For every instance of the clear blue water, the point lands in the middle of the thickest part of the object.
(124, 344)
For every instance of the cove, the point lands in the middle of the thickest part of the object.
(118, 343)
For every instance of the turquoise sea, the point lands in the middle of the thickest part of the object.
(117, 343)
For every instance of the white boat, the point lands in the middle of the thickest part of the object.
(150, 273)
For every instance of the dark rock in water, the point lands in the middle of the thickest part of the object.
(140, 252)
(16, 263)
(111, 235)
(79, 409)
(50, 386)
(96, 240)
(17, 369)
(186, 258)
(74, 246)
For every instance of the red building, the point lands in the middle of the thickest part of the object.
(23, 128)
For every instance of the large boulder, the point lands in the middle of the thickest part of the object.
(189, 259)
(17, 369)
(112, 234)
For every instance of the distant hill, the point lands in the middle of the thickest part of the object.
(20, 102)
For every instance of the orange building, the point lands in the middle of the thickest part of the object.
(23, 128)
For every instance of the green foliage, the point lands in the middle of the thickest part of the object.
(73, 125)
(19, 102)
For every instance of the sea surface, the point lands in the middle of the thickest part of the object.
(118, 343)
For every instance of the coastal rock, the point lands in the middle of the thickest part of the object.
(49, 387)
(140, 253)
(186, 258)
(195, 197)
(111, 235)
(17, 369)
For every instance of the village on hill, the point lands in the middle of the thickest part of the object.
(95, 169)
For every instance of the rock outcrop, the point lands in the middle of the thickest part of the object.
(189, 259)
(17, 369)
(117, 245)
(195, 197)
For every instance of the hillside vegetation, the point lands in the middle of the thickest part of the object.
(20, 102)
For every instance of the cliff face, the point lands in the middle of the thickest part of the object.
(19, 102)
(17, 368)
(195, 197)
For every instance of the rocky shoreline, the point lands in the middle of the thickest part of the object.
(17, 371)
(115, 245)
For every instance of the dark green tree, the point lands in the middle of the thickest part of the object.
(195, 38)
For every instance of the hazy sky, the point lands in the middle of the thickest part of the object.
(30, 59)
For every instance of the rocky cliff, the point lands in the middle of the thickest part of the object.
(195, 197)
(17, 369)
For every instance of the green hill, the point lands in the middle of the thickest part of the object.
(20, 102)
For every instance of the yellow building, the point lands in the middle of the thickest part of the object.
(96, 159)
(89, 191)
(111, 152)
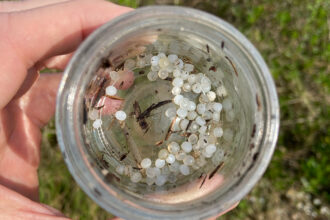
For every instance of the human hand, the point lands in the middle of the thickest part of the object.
(35, 34)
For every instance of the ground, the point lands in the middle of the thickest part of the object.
(293, 37)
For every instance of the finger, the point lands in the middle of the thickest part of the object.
(39, 102)
(58, 62)
(56, 36)
(20, 123)
(44, 35)
(26, 5)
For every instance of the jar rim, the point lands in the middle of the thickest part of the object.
(65, 130)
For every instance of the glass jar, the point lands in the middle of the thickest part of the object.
(215, 47)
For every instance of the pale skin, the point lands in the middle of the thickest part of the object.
(35, 34)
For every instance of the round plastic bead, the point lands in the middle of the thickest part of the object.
(154, 60)
(97, 123)
(218, 132)
(186, 147)
(120, 115)
(145, 163)
(162, 154)
(111, 91)
(173, 147)
(177, 82)
(159, 163)
(170, 158)
(184, 170)
(176, 90)
(182, 113)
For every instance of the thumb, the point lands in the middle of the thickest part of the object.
(39, 102)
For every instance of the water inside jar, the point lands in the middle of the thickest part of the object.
(115, 143)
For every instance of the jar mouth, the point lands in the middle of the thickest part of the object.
(262, 133)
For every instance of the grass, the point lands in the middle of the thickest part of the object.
(293, 37)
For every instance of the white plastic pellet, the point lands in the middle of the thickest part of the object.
(160, 180)
(93, 114)
(184, 170)
(136, 177)
(193, 138)
(188, 160)
(161, 55)
(201, 108)
(217, 107)
(221, 91)
(183, 124)
(111, 90)
(182, 113)
(163, 63)
(155, 69)
(201, 161)
(218, 132)
(228, 135)
(184, 75)
(151, 172)
(210, 149)
(176, 73)
(176, 90)
(216, 116)
(191, 106)
(218, 156)
(191, 115)
(154, 60)
(227, 104)
(176, 126)
(114, 75)
(188, 67)
(162, 154)
(179, 64)
(163, 74)
(199, 120)
(120, 169)
(211, 95)
(97, 123)
(191, 79)
(120, 115)
(128, 170)
(172, 58)
(186, 147)
(170, 112)
(203, 98)
(174, 167)
(202, 129)
(140, 63)
(177, 82)
(212, 139)
(152, 76)
(177, 99)
(145, 163)
(230, 115)
(150, 181)
(129, 64)
(207, 115)
(186, 87)
(173, 147)
(194, 127)
(196, 88)
(184, 104)
(159, 163)
(165, 171)
(180, 155)
(172, 178)
(170, 158)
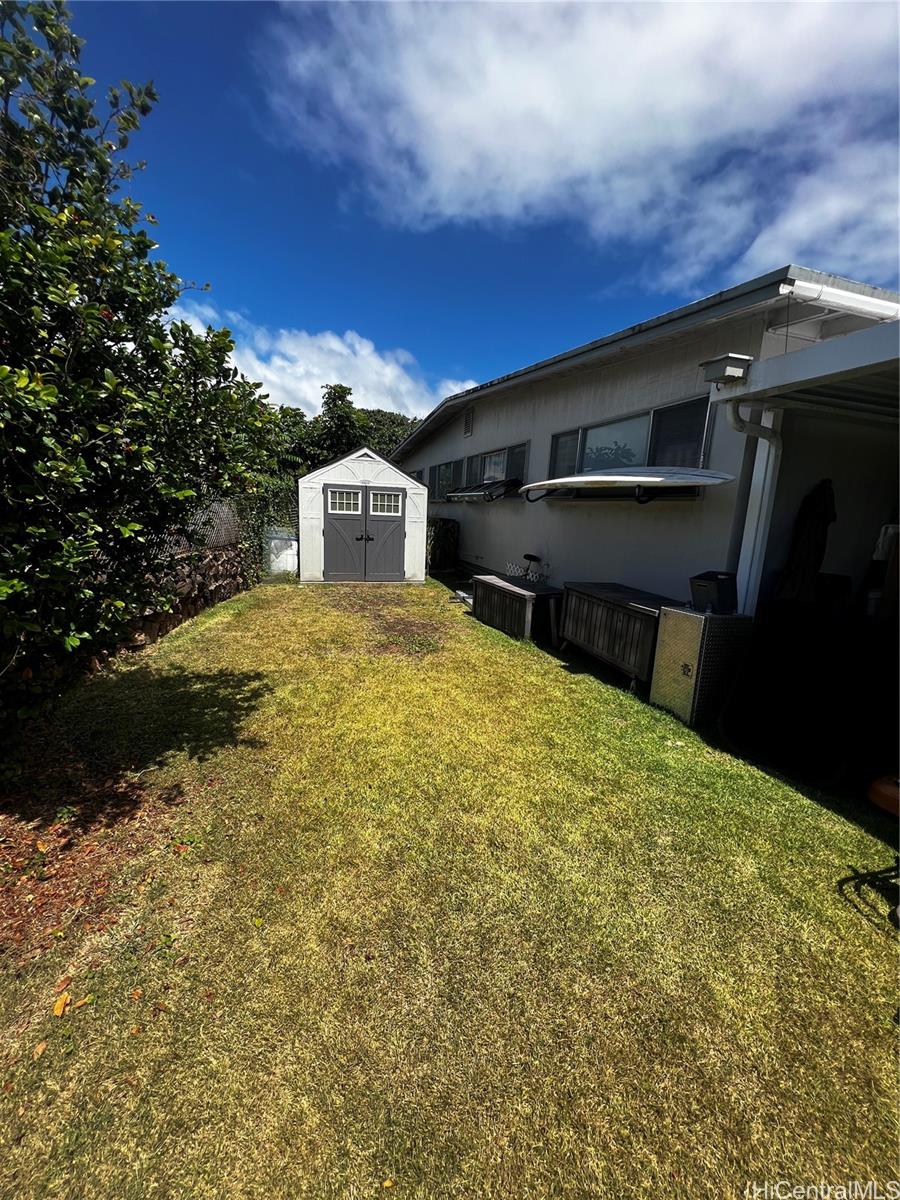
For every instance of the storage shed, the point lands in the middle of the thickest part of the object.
(361, 519)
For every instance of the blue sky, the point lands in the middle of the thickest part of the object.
(412, 197)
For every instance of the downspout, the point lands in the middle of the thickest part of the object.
(750, 429)
(750, 475)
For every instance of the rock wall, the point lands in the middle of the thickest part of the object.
(199, 579)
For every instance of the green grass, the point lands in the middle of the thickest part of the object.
(450, 916)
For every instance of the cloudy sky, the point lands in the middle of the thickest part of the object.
(411, 197)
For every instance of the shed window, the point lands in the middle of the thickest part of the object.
(345, 502)
(385, 503)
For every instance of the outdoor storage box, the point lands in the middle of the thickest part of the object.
(697, 654)
(615, 623)
(516, 606)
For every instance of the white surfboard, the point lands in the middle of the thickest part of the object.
(634, 477)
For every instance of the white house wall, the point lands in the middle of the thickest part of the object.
(366, 472)
(657, 546)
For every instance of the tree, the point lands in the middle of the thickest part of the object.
(337, 430)
(383, 430)
(115, 424)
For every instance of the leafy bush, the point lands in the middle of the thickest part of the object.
(117, 424)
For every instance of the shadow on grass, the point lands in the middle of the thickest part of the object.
(826, 779)
(85, 762)
(875, 895)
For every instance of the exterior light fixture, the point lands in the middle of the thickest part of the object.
(726, 369)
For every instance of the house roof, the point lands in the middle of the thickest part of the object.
(755, 293)
(359, 453)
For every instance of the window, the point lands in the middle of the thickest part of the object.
(666, 437)
(496, 465)
(617, 444)
(677, 435)
(564, 454)
(345, 502)
(493, 466)
(385, 504)
(444, 478)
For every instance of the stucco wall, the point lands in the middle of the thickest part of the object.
(655, 546)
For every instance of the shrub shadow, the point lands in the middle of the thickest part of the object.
(88, 759)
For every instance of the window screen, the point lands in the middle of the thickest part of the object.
(516, 459)
(564, 454)
(387, 503)
(447, 477)
(677, 435)
(493, 466)
(345, 502)
(617, 444)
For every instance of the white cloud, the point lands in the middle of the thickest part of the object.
(293, 365)
(713, 135)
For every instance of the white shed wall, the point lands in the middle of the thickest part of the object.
(367, 469)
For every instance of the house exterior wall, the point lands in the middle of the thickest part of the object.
(657, 546)
(366, 471)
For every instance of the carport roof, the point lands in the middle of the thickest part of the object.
(858, 373)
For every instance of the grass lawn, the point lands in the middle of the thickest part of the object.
(367, 899)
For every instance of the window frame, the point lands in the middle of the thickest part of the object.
(395, 493)
(439, 497)
(345, 491)
(583, 430)
(497, 450)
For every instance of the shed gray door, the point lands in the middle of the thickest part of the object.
(345, 532)
(385, 528)
(365, 533)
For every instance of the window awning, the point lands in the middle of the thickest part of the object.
(641, 483)
(492, 490)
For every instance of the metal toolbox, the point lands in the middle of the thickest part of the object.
(697, 654)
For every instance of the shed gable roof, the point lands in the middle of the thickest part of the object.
(355, 456)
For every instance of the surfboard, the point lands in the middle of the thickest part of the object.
(634, 477)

************

Every entry, word for word, should be given again; the pictures are not part of the copy.

For every instance of the clear blue water, the point lands in the middle of the thickest part of the object.
(124, 344)
For every instance of the cove, the point lands in the middle of the thickest part of the object.
(118, 343)
For every instance of the turquoise sea, the point lands in the middle of the thickest part of the object.
(117, 343)
For every instance of the white boat, the point lands in the middle of the thickest part of the object.
(150, 273)
For every instance of the dark rock in water, the point lands in the middle of the thickest part of the object.
(140, 252)
(16, 263)
(111, 235)
(79, 409)
(50, 386)
(96, 240)
(17, 369)
(186, 258)
(74, 246)
For every instance of the red building, the point lands in the middle of the thickest part of the object.
(23, 128)
For every instance of the large boulder, the point lands in the middle of the thickest part of the object.
(189, 259)
(17, 369)
(112, 234)
For every instance of the distant hill, the point lands in the middle of the thickest part of the object.
(20, 102)
For every instance of the orange building, the point lands in the middle of the thickest part of the object.
(23, 128)
For every instance of the green foliage, the point lands in the middle of the thickest part of the object.
(73, 125)
(19, 102)
For every instance of the sea surface, the point lands in the middle of the thickest part of the object.
(118, 343)
For every instance of the coastal rock, the point lands in the middle of the thickest part of the object.
(49, 387)
(140, 253)
(186, 258)
(195, 197)
(111, 235)
(17, 369)
For every instance of the village on hill, the point lands in the middle of the thickest part of the object.
(95, 169)
For every instance of the rock outcrop, the point lands in the middle of the thickest part of the object.
(189, 259)
(17, 369)
(117, 245)
(195, 197)
For every instance of the hillside vegetation, the point lands in the middle of the thickest part of the object.
(20, 102)
For every instance of the cliff face, the point lands in the middle of the thickest part of the object.
(19, 102)
(17, 368)
(195, 197)
For every instance of the rocky shoreline, the point lands in the middle of the thickest part of the object.
(17, 371)
(115, 245)
For every instance of the dark green tree, the point lands in the middle of the thickest part of the object.
(195, 38)
For every instance of the hazy sky, the point lands in the middle of the thickest part of the object.
(30, 59)
For every instance of the rocky cliff, the point lands in the middle of the thickest part of the object.
(195, 197)
(17, 369)
For every instance of the green hill, the point lands in the middle of the thickest part of the object.
(20, 102)
For every instance of the yellow building, the point lands in the middle of the thickest part of the object.
(96, 159)
(89, 191)
(111, 152)
For every instance of the human hand, the point lands in the middle of the thickest part of the object.
(35, 34)
For every instance of the ground, the point lands in the middle of the thickest part of the object.
(293, 37)
For every instance of the finger, the point lands in the middle of the thickest part of the object.
(39, 102)
(58, 62)
(56, 36)
(20, 123)
(44, 35)
(26, 5)
For every instance of the jar rim, the point lands in the middle of the thickest part of the object.
(65, 130)
For every instance of the glass jar, the point lands in the middle of the thickest part of the object.
(215, 47)
For every instance of the pale skin, the point lands in the middle of the thickest part of the object.
(35, 34)
For every instance of the round plastic bead, the point lands in the middle of the thickest part of the object.
(154, 60)
(97, 123)
(218, 132)
(186, 147)
(120, 115)
(145, 163)
(162, 154)
(111, 91)
(173, 147)
(177, 82)
(159, 163)
(170, 158)
(184, 170)
(176, 90)
(182, 113)
For every instance of the thumb, the point lands in the middle of the thickest part of the object.
(39, 102)
For every instance of the water inside jar, the point lands in the middle of the thickest part of the object.
(115, 143)
For every instance of the jar mouth, the point lands in the middle of the thickest part of the object.
(262, 133)
For every instance of the grass, the point lands in the middle of the thickest part of the object.
(293, 37)
For every instance of the white plastic pellet, the point lands in the middle of the thickest part of the object.
(160, 180)
(93, 114)
(184, 170)
(136, 177)
(193, 138)
(188, 160)
(161, 55)
(201, 108)
(217, 107)
(221, 91)
(183, 124)
(111, 90)
(182, 113)
(163, 63)
(155, 69)
(201, 161)
(218, 132)
(228, 135)
(184, 75)
(151, 172)
(210, 149)
(176, 73)
(176, 90)
(216, 116)
(191, 106)
(218, 156)
(191, 115)
(154, 60)
(227, 104)
(176, 126)
(114, 75)
(188, 67)
(162, 154)
(179, 64)
(163, 74)
(199, 120)
(120, 169)
(211, 95)
(97, 123)
(191, 79)
(120, 115)
(128, 170)
(172, 58)
(186, 147)
(170, 112)
(203, 98)
(174, 167)
(202, 129)
(140, 63)
(177, 82)
(212, 139)
(152, 76)
(177, 99)
(145, 163)
(230, 115)
(150, 181)
(129, 64)
(207, 115)
(186, 87)
(173, 147)
(194, 127)
(196, 88)
(184, 104)
(159, 163)
(165, 171)
(180, 155)
(172, 178)
(170, 158)
For every instance of the storage shed, the point lands in the middle of the thickest part of the object.
(361, 519)
For every instance of the blue sky, the point lands in the middle of the thickest part of the object.
(412, 197)
For every instance of the downspout, the point lands in the middle of the thickest part of the object.
(750, 429)
(750, 475)
For every instance of the rock wall, the point lands in the middle of the thickest part of the object.
(199, 579)
For every instance of the green grass, the point lands in the middle of the thickest part of the object.
(450, 916)
For every instance of the cloudy sky, the point lands in the middle of the thickest part of the object.
(411, 197)
For every instance of the shed window, the point lands in the middle of the thickest part of the object.
(345, 502)
(385, 503)
For every instance of the outdoor storage box, the point lands in the middle of the thickest part of the object.
(697, 654)
(615, 623)
(516, 606)
For every instance of the white surfboard, the point lands in the middle of the thickest part of the object.
(634, 477)
For every instance of the white house wall, the point lands in the middle of the thickest part of the object.
(366, 472)
(657, 546)
For every instance of the tree, the point lands in the middle of the thickest part of the object.
(337, 430)
(383, 430)
(115, 424)
For every instance of the leafy bush, the point lands in the middle of the thickest part of the object.
(117, 424)
For every instance of the shadow on grass, the point lands in the middle of the thickest part of the object.
(826, 779)
(85, 762)
(875, 895)
For every instance of the exterior light fixture, the point lands in the middle of the thickest part of the object.
(726, 369)
For every instance of the house roof, the point lands in the middle of the thickest part of the object.
(755, 293)
(359, 453)
For every instance of the window, the point lands in the middle of the thickest part of the object.
(666, 437)
(496, 465)
(617, 444)
(677, 435)
(564, 454)
(345, 502)
(493, 466)
(385, 504)
(444, 478)
For every instance of the stucco wall, the point lands in the middle of the thickest part of the object.
(655, 546)
For every instance of the shrub shadow, the point lands in the middle of the thickest part of the object.
(88, 759)
For every instance of the window screen, the point lands in the middle of the thickest part of the object.
(516, 459)
(564, 454)
(387, 503)
(447, 477)
(677, 435)
(493, 466)
(345, 502)
(617, 444)
For every instance of the white cloud, the point lands in the middle of the thickest part of the object.
(293, 365)
(713, 135)
For every instance of the white shed wall, the point lands in the middle of the thickest part of the object.
(367, 469)
For every instance of the house exterior wall, the point lands in the middle of the thickest part of the object.
(657, 546)
(366, 471)
For every instance of the carport roof, the point lands in the middle of the thickest part of the object.
(858, 373)
For every instance of the grass lawn, the point lands in the middle of the thickest part of the object.
(367, 899)
For every instance of the window frame, the point lands in the middle of the thickest part of the object.
(395, 493)
(439, 497)
(345, 491)
(583, 430)
(497, 450)
For every instance of the shed gray door, the point lands in the middle of the thickest part of the object.
(345, 532)
(385, 528)
(365, 533)
For every instance of the window awning, the point lands in the middle of the thickest part of the object.
(641, 483)
(492, 490)
For every instance of the metal toolbox, the point lands in the middle of the thickest part of the object.
(697, 654)
For every instance of the shed gable roof, the point lands in the middle of the thickest part of the object.
(355, 456)
For every instance of the surfboard, the point lands in the middle of the thickest part of the object.
(634, 477)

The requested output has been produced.